What you will do:
A – List every date that appears in the TDX vcpu patch review, each with its time as given.
B – Pick up the TDX vcpu patch review where it stops, writing the updated message that follows.

Source passage:
────────────────────────────────────────

Re: [PATCH v11 023/113] KVM: TDX: allocate/free TDX vcpu structure

From: Isaku Yamahata
Date: Tue Feb 28 2023 - 06:06:40 EST


On Thu, Jan 19, 2023 at 12:45:09AM +0000,
"Huang, Kai" <kai.huang@xxxxxxxxx> wrote:

> On Thu, 2023-01-12 at 08:31 -0800, isaku.yamahata@xxxxxxxxx wrote:
> > From: Isaku Yamahata <isaku.yamahata@xxxxxxxxx>
> >
> > The next step of TDX guest creation is to create vcpu. Allocate TDX vcpu
> > structures, partially initialize it.  
> >
>
> Why partially initialize it? Shouldn't a better way be either: 1) not
> initialize at all, or; 2) fully initialize? 
>
> Can you put more _why_ here?
>
>
> > Allocate pages of TDX vcpu for the
> > TDX module. Actual donation TDX vcpu pages to the TDX module is not done
> > yet.
>
> Also, can you explain _why_ it is not done here?
>
> >
> > In the case of the conventional case, cpuid is empty at the initialization.
> > and cpuid is configured after the vcpu initialization. Because TDX
> > supports only X2APIC mode, cpuid is forcibly initialized to support X2APIC
> > on the vcpu initialization.
>
> Don't quite understand here. As you said CPUID entries are configured later in
> KVM_SET_CPUID2, so what's the point of initializing CPUID to support x2api> Are you suggesting KVM_SET_CPUID2 will be somehow rejected for TDX guest, or
> there will be special handling to make sure the CPUID initialized here won't be
> overwritten later?
>
> Please explain clearly here.

Here is the updated one.

────────────────────────────────────────

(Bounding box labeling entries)

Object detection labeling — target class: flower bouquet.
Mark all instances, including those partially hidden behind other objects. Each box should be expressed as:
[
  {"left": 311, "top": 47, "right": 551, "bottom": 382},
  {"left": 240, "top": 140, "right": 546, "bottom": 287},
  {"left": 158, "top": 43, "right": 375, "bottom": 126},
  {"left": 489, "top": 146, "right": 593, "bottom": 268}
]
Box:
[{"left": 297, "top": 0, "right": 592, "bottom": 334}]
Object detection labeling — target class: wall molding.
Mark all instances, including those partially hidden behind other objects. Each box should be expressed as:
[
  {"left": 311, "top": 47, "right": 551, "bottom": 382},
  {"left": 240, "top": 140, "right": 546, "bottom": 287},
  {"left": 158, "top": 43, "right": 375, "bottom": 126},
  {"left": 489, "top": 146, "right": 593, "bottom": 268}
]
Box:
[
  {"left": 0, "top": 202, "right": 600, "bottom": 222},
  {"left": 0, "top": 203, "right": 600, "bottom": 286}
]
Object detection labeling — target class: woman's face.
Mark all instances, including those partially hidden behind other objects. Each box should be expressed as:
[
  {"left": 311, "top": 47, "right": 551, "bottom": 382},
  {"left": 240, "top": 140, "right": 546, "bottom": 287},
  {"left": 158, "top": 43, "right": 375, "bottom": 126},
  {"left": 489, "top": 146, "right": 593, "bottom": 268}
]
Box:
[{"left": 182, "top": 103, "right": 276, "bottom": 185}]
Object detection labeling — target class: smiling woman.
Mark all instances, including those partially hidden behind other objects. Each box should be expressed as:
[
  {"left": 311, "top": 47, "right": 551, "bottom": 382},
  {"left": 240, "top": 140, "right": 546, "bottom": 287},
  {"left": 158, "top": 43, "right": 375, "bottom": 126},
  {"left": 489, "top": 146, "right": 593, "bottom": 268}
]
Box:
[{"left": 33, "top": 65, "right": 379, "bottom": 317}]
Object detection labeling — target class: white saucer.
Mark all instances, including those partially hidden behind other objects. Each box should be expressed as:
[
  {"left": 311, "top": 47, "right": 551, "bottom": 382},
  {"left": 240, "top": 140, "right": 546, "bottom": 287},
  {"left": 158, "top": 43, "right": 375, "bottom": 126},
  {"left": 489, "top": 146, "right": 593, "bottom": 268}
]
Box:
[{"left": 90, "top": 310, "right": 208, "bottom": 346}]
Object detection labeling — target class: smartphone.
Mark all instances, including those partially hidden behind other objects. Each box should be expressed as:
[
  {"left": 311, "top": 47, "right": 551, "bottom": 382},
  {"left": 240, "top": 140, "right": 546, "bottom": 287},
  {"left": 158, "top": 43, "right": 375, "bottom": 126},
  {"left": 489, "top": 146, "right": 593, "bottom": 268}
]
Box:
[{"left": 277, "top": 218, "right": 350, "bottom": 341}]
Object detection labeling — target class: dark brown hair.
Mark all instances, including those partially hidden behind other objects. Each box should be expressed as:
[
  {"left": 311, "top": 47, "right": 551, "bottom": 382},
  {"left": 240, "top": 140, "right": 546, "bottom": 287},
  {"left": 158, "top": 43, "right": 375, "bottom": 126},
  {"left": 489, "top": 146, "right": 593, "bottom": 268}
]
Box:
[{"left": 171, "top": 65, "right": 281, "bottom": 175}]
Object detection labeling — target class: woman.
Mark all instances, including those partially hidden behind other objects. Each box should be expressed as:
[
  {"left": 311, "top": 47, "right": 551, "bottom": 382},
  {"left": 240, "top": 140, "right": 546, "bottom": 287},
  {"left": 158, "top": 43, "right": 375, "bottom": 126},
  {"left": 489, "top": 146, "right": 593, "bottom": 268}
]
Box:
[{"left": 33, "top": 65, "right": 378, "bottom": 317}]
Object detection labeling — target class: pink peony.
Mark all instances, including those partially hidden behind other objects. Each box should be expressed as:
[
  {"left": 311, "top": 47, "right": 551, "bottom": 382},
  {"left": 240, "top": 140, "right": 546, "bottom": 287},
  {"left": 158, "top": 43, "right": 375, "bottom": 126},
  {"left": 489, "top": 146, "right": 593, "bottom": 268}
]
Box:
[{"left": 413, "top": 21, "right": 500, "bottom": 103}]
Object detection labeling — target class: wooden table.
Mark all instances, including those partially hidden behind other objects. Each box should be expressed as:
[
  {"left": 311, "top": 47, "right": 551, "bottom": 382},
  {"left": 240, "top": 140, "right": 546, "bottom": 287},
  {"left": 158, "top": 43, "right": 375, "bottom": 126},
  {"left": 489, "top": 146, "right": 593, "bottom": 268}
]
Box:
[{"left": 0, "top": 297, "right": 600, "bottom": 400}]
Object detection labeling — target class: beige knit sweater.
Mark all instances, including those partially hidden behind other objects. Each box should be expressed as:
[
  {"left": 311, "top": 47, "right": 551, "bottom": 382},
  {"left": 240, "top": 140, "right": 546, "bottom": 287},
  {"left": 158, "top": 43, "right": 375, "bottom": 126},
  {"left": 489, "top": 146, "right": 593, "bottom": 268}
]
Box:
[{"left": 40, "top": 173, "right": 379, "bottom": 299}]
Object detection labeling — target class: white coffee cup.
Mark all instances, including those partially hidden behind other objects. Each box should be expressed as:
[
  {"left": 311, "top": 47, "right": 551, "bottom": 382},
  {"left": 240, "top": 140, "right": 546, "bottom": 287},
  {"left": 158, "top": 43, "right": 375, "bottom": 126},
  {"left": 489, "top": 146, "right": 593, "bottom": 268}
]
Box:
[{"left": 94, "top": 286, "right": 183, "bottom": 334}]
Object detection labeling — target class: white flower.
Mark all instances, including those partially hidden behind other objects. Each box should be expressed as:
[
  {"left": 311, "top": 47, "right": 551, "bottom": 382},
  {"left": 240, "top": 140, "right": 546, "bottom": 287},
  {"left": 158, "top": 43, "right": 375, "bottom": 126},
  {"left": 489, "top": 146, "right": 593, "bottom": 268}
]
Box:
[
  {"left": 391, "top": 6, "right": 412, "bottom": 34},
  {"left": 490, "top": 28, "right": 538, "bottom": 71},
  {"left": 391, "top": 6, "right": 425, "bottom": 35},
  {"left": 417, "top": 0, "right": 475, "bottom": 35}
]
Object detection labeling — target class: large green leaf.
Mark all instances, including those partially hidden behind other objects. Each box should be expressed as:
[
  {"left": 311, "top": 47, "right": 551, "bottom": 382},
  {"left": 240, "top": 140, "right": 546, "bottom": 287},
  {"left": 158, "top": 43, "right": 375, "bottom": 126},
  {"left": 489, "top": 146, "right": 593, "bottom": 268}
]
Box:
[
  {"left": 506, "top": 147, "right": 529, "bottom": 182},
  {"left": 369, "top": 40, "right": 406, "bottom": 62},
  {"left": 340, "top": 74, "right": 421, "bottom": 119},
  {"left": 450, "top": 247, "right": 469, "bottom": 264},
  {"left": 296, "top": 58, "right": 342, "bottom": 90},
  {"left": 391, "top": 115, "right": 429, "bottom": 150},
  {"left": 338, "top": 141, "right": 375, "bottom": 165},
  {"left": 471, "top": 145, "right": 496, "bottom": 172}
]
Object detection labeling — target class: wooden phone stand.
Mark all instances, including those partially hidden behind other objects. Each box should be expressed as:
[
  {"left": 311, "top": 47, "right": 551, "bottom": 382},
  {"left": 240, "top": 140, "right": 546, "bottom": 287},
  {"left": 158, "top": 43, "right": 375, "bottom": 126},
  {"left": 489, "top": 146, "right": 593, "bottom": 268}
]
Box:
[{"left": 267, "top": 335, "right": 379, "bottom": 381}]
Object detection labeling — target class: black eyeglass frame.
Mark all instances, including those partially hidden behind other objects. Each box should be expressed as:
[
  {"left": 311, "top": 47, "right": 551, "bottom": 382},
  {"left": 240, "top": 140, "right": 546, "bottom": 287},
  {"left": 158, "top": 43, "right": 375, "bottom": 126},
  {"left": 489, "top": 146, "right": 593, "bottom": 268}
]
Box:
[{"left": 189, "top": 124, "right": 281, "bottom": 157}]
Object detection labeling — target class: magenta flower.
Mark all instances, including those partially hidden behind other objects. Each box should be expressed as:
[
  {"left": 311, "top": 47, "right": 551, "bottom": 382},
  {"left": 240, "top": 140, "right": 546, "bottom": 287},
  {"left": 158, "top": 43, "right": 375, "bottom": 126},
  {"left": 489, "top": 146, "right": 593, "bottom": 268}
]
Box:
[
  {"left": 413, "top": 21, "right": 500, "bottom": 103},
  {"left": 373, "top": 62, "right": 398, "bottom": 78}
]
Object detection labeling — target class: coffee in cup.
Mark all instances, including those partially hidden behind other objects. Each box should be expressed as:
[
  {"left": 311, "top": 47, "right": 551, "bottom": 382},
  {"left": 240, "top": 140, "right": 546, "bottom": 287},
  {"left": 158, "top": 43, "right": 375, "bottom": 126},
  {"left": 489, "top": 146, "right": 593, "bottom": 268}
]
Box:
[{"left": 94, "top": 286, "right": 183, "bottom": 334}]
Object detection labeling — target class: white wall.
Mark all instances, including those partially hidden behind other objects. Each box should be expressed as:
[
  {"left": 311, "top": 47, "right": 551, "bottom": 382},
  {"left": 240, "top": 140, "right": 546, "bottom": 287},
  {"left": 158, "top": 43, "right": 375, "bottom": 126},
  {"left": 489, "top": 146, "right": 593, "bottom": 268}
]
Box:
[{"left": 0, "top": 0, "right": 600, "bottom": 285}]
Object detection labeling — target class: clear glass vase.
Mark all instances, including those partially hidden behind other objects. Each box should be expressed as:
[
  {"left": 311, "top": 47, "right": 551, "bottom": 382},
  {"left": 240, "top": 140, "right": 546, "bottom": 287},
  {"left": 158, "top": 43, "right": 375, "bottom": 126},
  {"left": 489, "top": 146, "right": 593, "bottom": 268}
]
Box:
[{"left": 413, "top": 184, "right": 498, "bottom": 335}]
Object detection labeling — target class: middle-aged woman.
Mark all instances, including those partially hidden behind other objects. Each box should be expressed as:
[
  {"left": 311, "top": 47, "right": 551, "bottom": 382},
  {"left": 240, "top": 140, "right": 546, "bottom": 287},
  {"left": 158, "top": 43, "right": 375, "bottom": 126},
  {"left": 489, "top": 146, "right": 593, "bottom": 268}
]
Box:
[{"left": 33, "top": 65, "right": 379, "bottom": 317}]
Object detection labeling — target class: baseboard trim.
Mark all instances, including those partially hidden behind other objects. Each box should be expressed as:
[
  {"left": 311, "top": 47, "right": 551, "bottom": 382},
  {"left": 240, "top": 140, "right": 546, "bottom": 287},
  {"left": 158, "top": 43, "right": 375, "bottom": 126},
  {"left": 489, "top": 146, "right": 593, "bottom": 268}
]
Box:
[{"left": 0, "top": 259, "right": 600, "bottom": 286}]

────────────────────────────────────────

Solved problems:
A –
Tue Feb 28 2023 - 06:06:40 EST
Thu, Jan 19, 2023 at 12:45:09AM +0000
Thu, 2023-01-12 at 08:31 -0800

B –
The next step of TDX guest creation is to create vcpu. Allocate TDX vcpu
structures, initialize it that doesn't require TDX SEAMCALL. TDX specific
vcpuid initialization will be implemented as independent KVM_TDX_INIT_VCPU
so that when error occurs it's easy to determine which component has the
issue, KVM or TDX.

In the case of the conventional case, cpuid is empty at the initialization.
and cpuid is configured after the vcpu initialization. Because TDX
supports only X2APIC mode, cpuid is forcibly set to support X2APIC and APIC
BASE MSR is forcibly set to X2APIC mode. The MSR will be read only for
guest TD. Because kvm_arch_vcpu_create() also initializes kvm MMU that
depends on local apic settings. So x2apic needs to be initialized to
X2APIC mode by vcpu_reset method before KVM mmu initialization.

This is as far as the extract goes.